- Task instructions
A – Answer these from the passage on gold prices:
(i) Who developed the framework behind the long-term case for gold?
(ii) What level did the call/put ratio on gold options recently reach?
(iii) After reaching above $5,400 earlier this year, by about how much did the price correct?
B – Write out the passage on gold prices word for word, from "Understanding why requires" to "already owns it.".

- Passage shown
= = = = = = =
Understanding why requires separating two different things that are often confused: the long-term reason to own gold, and what happens to gold's price in the short term when everyone already owns it.

The long-term case for gold rests on a framework developed by economist Charles Gave and his research partners at GaveKal. The framework says gold performs best when two conditions are met simultaneously: real interest rates are negative or falling (meaning the interest you earn on government bonds, after adjusting for inflation, is low or dropping), and the dollar is weakening relative to other currencies. Both conditions have been present for much of 2025 and 2026. The US dollar has been losing ground against other major currencies, and inflation has kept real rates low despite the Federal Reserve's efforts. In this environment, holding gold beats holding cash, because cash loses purchasing power and gold does not.

That framework explains why gold has risen more than 48% over the past year in the Compass portfolio's investment universe. It does not explain why gold fell this week.

The short-term driver is something investors call positioning. When a trade becomes crowded, meaning many people have all bought the same thing for the same reason, the price becomes fragile. Any small catalyst that causes even a fraction of those buyers to sell can overwhelm new demand. The brain notes on gold track this carefully: the call/put ratio on gold options recently reached a 20-year high. An options ratio like this measures whether investors are betting more on prices going up (calls) versus prices going down (puts). When it hits a 20-year extreme, it means retail investors are piling into leveraged bets on gold going higher. That is a contrarian warning signal: when everyone is already positioned for a move, the move has usually already happened.

Gold also had a remarkable run before this week. The price reached above $5,400 earlier this year before correcting about 20%. The current price around $408 per ounce (for the GLD fund that holds physical gold) is coming off an all-time high, not a bottom. Profit-taking is a rational response to that setup, and when Iran news pushes more buyers in, some existing holders see the spike as an opportunity to reduce exposure.
= = = = = = =
- Given information
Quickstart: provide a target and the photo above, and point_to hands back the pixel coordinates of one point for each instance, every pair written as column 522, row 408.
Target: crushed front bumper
= = = = = = =
- Solution set
A –
(i) Economist Charles Gave and his research partners at GaveKal.
(ii) A 20-year high.
(iii) About 20%.

B –
Understanding why requires separating two different things that are often confused: the long-term reason to own gold, and what happens to gold's price in the short term when everyone already owns it.